_DOCUMENT PASSAGE_.
•••

2. Bioclimatic Building Design

Sustainable construction stands as a critical response to the environmental challenges of our time. It seeks to reconcile the built environment with nature and, in doing so, presents innovative approaches such as bioclimatic design, which represents a cornerstone of sustainable architecture.
At its core, bioclimatic design embodies a profound understanding of the intrinsic connection between the built environment and the natural world [35]. It acknowledges that the natural elements, including climate, topography, solar angles, and prevailing winds, can profoundly influence a building’s performance. By harnessing these factors, architects and designers can create structures that seamlessly integrate with their surroundings, achieving not only energy efficiency but also harmony with nature [60].
One of the most compelling advantages of bioclimatic design is its inherent ability to drastically reduce energy consumption [61]. Bioclimatic buildings exhibit significantly lower energy needs compared to their conventionally designed counterparts. This substantial energy savings arises from a synergetic blend of passive design strategies, state-of-the-art materials, and innovative technologies [62].
For instance, meticulous attention to insulation and the utilization of high-performance windows and doors drastically minimizes heat transfer, thus diminishing the reliance on mechanical heating and cooling systems. Furthermore, the incorporation of thermal mass in building materials facilitates the moderation of indoor temperatures, further decreasing energy requirements.
Beyond energy efficiency, bioclimatic design prioritizes the well-being and comfort of occupants. Buildings designed with these principles invariably feature abundant natural daylighting, effective cross-ventilation, and thoughtful spatial arrangements [63]. Such design elements collectively create a healthier and more comfortable indoor environment, with quantifiable benefits for the physical and psychological health of occupants. Studies have demonstrated that well-illuminated, naturally ventilated spaces can significantly enhance productivity and overall satisfaction among building users. Different research confirmed that incorporating bioclimatic design strategies, such as integrating natural ventilation and maximizing daylight, leads to significant enhancements in residents’ satisfaction and comfort levels [64][65]. Therefore, the bioclimatic design ought to not only enhance comfort but also actively promote sustainable behavior among users, thereby fostering an environment conducive to learning from the built surroundings [66]. Furthermore, a study conducted in the context of Ghadames, Libya, revealed that occupants of older houses expressed thermal satisfaction with indoor comfort conditions, signifying that traditional bioclimatic design strategies can effectively deliver comfort even in the context of desert architecture [67].
Nevertheless, it is imperative to acknowledge that the efficacy of bioclimatic design is contingent upon a constellation of factors. Regional climate conditions, site-specific considerations, and local regulations exert a profound influence on the appropriateness and feasibility of bioclimatic design strategies [68]. What proves successful in one geographical location may necessitate adaptation or alteration when applied elsewhere. Therefore, a nuanced, context-sensitive approach that accounts for the specific conditions of each project is paramount [69].

•••

_EXTRACTED DATA_.
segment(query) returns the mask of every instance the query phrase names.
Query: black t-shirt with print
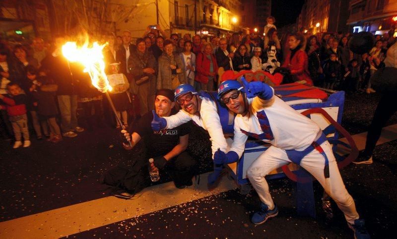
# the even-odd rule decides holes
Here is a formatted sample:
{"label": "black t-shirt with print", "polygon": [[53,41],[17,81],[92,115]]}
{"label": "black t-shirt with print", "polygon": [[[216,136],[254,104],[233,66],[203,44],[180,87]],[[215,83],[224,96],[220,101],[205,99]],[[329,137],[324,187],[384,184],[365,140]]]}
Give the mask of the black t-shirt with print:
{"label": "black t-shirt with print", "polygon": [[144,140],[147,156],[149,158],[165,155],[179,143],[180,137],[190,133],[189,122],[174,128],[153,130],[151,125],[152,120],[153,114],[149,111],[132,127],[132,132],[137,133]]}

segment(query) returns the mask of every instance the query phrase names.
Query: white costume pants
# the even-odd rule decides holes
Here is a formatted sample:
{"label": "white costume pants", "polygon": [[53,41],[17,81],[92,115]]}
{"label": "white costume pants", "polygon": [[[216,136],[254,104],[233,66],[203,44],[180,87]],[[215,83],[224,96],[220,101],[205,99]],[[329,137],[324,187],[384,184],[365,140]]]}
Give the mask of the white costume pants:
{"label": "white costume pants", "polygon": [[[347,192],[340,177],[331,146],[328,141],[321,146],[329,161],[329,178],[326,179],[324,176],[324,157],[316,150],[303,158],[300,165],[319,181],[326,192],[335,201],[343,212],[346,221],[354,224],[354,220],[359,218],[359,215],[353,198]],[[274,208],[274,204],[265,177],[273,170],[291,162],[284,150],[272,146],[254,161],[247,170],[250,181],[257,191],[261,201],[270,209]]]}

•••

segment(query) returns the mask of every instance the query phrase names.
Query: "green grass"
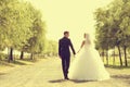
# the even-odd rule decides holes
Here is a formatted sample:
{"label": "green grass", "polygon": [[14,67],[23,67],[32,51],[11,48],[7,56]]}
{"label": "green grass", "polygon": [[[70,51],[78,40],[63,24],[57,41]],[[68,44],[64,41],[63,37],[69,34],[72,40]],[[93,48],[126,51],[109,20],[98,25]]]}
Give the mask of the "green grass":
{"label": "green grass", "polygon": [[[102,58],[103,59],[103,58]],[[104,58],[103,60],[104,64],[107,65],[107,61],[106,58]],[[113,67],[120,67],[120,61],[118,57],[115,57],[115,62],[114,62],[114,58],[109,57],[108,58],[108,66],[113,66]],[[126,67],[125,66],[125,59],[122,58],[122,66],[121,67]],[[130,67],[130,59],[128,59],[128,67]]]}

•••

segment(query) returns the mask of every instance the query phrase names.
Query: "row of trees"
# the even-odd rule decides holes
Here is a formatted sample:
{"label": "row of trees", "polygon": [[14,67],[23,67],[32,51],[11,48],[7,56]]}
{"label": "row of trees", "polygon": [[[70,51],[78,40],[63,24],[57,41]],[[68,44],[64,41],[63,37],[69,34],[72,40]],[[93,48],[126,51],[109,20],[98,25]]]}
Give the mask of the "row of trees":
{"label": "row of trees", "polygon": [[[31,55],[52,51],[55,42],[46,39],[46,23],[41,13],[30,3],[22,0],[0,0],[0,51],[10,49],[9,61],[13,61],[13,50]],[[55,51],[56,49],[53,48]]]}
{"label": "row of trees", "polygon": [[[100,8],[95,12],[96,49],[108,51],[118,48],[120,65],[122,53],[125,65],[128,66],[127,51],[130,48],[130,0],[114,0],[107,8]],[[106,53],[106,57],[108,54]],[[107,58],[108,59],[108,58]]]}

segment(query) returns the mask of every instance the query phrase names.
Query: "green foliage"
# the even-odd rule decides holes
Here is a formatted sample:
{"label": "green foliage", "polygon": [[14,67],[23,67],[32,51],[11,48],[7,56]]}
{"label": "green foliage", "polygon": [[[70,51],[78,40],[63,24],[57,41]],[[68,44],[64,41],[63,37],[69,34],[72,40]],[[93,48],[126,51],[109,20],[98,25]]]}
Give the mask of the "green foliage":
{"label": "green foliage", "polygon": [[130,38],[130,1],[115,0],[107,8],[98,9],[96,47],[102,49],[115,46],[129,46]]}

•••

_REQUIREMENTS_.
#1 From the bioclimatic design passage, extract the text between "2. Bioclimatic Building" and "of sustainable architecture.", inclusive.
#2 In one to three sentences, explain why the bioclimatic design passage calls for a context-sensitive approach to each project.
#3 According to the bioclimatic design passage, where was the study conducted that found occupants of older houses thermally satisfied with indoor comfort conditions?
The lines have no role in these tasks.

_SET OF ANSWERS_.
#1
2. Bioclimatic Building Design

Sustainable construction stands as a critical response to the environmental challenges of our time. It seeks to reconcile the built environment with nature and, in doing so, presents innovative approaches such as bioclimatic design, which represents a cornerstone of sustainable architecture.

#2 The effectiveness of bioclimatic design depends on regional climate conditions, site-specific considerations, and local regulations. As a result, a strategy that succeeds in one location may need adaptation or alteration elsewhere.

#3 Ghadames, Libya.